[Aim]:
In the records below, how many lines contain the string "black"? Case counts. Reply with the number alone.

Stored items
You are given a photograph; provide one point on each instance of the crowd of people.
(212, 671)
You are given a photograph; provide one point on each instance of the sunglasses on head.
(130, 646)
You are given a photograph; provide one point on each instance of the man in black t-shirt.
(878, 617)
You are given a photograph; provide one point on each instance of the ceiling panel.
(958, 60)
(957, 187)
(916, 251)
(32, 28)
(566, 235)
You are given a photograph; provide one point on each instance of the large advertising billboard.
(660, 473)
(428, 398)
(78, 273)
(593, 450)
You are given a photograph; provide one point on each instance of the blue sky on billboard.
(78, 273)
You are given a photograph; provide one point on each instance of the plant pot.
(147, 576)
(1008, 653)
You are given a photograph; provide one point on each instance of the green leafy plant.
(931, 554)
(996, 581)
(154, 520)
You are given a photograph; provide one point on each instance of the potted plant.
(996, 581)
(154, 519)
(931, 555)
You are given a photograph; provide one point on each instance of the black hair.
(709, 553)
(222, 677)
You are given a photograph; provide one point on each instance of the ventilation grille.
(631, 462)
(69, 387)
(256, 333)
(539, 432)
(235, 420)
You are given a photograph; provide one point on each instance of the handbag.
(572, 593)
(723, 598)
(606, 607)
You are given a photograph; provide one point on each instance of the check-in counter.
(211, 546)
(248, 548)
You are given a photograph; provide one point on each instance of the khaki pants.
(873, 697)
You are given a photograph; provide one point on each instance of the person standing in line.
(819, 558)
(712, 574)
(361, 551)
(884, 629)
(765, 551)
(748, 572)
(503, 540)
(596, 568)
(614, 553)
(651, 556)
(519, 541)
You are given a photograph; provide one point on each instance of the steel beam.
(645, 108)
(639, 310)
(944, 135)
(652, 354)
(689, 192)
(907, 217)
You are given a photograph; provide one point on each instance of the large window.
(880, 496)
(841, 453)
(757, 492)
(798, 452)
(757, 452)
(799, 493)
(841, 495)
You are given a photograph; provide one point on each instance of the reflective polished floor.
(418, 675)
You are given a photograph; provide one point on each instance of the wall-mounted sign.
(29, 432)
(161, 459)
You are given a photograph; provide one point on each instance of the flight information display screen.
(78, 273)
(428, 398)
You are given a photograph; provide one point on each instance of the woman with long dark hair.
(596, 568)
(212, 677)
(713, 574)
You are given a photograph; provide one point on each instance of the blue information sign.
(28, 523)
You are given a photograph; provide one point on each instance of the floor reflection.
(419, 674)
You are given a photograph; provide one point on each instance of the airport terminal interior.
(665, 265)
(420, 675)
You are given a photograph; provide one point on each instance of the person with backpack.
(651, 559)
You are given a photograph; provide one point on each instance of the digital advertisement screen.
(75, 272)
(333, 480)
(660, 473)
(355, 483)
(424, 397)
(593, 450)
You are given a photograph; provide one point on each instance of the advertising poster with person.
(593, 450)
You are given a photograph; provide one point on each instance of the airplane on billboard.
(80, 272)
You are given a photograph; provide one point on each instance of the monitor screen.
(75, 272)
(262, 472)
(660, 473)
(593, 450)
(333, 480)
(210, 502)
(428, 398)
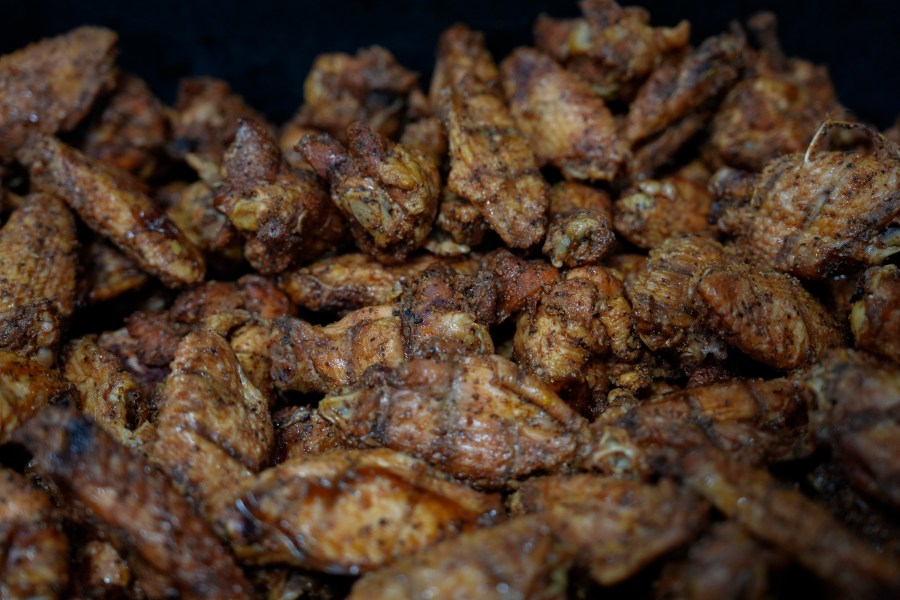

[Response]:
2